**PARTS OF THE EXERCISE**
• 1. In the post on citizenship, update the part that begins at the words "I don't think someone" and stops after "sad but necessary.", replacing "policy" with "rule".
• 2. Please turn the paragraph of the post on citizenship that begins "American citizen safety should come first" into a short bulleted list that keeps its main points.

**SOURCE PASSAGE**
-.-.-

From the AAMC

Okay, I get that, but I don't think you should be allowed to work in healthcare in a country where you don't have citizenship or special "crisis practice rights" (doctors without borders, emergency aid, military etc). Part of what I loved about this administration was putting American workers in American jobs. For medicine it should be no different unless the doctor is willing to become a naturalized citizen.

Plain and simple, if you want to live in the US permanently, you need to be a US citizen. If your from Syria and you immigrate to the us to live permanently, then why would you keep your Syrian citizenship?

You certainly wouldn't want to move back there, the Middle East is a sandy hell hole.

You don't buy a Lamborghini and then keep your worn out, beat to shit 1986 Honda Accord. When you immigrate to the US you do so to leave your old life behind you and accept a newer, better American one. So why keep your Middle Eastern citizenship?

The USA as a sovereign state has the right to bar entry and eject non-citizens from areas that it deems a threat. I feel deeply for those affected, but sadly that is the risk you take when you dwell in a country where you are not a citizen. Until we can get the Islamic terror business sorted out on the Middle East, we need to look after our own citizens first. It's sad. But the political rights of a non-US citizen doesn't mean a thing to me compared to my own countrymen. Americans come first in times of emergency, and after events like the Pulse nightclub shootings, the San Bernadino shootings, the Islamic attack at Ohio Stare, the Orlando Airport shootings, and the dozens or so Islamic terror attacks in the past 2 years in Europe, Islamic Terror is very much a global crisis. This isn't an isolated 9/11 anymore, it's occurring on a global scale primarily from immigrants in these regions.

American citizen safety should come first in times of emergency, above all else. That is not bigotry or islamophobia, but care for the safety of my fellow American citizens. I would say the same if it was any other nationality or religious affiliation, even if it was a Protestant white terror group.

I don't think someone who has lived in the country for 20-30 years is going to suddenly become an ISIS operative, but by not renouncing their foreign citizenship they will be an unwanted victim of this policy. It's sad but necessary.

-.-.-

**PROVIDED RECORDS**
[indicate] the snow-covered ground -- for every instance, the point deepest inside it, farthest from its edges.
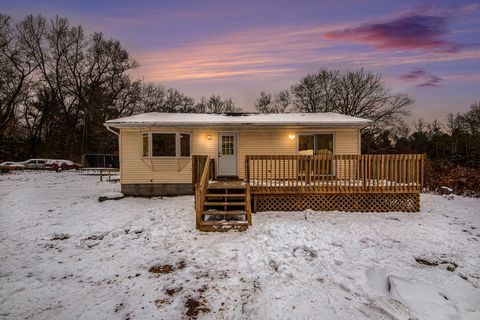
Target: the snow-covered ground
(64, 255)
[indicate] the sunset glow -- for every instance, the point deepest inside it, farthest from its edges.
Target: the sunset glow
(237, 49)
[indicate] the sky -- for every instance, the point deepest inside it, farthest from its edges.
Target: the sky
(427, 49)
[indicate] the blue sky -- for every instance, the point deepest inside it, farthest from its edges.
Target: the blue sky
(430, 49)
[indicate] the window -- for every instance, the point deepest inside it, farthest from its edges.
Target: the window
(163, 144)
(315, 144)
(184, 145)
(227, 145)
(145, 144)
(172, 144)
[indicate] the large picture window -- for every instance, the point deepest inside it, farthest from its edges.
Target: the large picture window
(171, 144)
(316, 144)
(163, 144)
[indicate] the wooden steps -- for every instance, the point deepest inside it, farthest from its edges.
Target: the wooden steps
(226, 206)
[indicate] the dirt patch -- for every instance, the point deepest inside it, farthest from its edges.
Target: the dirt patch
(305, 252)
(182, 264)
(160, 302)
(119, 307)
(427, 262)
(451, 265)
(60, 236)
(194, 307)
(172, 291)
(161, 269)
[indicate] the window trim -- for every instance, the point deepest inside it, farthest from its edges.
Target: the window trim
(177, 144)
(334, 151)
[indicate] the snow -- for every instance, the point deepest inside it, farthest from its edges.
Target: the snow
(64, 255)
(328, 119)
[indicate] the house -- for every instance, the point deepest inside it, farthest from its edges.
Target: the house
(287, 161)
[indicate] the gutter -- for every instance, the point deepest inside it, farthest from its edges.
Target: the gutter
(247, 125)
(111, 130)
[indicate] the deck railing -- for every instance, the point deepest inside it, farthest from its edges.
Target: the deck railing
(201, 188)
(198, 164)
(335, 173)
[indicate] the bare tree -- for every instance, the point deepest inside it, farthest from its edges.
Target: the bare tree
(215, 104)
(15, 68)
(316, 92)
(264, 102)
(355, 93)
(278, 104)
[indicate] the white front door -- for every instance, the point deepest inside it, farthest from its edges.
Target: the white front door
(227, 154)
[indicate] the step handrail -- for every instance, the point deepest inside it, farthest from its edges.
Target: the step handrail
(201, 190)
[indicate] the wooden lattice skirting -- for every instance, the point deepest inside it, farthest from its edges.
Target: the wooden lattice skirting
(361, 202)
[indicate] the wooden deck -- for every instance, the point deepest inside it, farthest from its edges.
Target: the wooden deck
(353, 183)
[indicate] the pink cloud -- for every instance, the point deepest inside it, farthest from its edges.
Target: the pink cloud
(420, 75)
(415, 31)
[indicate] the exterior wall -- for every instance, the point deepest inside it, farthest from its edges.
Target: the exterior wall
(136, 169)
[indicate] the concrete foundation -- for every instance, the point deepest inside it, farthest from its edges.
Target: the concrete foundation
(157, 189)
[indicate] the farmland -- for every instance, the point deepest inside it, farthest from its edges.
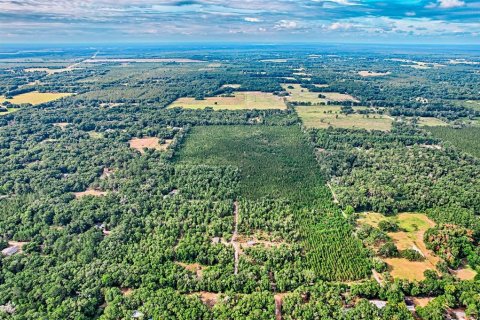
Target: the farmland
(239, 101)
(326, 116)
(34, 98)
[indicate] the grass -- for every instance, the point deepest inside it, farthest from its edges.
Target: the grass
(35, 97)
(240, 101)
(465, 139)
(303, 95)
(326, 116)
(431, 122)
(413, 226)
(273, 161)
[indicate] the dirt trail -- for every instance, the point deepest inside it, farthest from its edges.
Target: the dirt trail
(278, 305)
(335, 200)
(235, 244)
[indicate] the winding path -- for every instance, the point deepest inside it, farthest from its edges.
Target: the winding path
(235, 244)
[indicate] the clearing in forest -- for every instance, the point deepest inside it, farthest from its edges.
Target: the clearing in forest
(89, 192)
(303, 95)
(141, 144)
(330, 116)
(238, 101)
(413, 226)
(35, 97)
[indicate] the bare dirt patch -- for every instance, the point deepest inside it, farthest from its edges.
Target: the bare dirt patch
(465, 273)
(90, 192)
(141, 144)
(208, 298)
(192, 267)
(61, 125)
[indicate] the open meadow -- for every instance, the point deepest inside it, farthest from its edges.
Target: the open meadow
(239, 101)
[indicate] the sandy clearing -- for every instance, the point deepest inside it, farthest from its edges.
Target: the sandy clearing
(90, 192)
(141, 144)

-.-.-

**PER-TASK OUTPUTS**
• 1.
I don't think someone who has lived in the country for 20-30 years is going to suddenly become an ISIS operative, but by not renouncing their foreign citizenship they will be an unwanted victim of this rule. It's sad but necessary.

• 2.
- American citizens' safety should come first in times of emergency, above all else.
- This is not bigotry or islamophobia but care for the safety of fellow American citizens.
- The writer would say the same about any other nationality or religious affiliation, even a Protestant white terror group.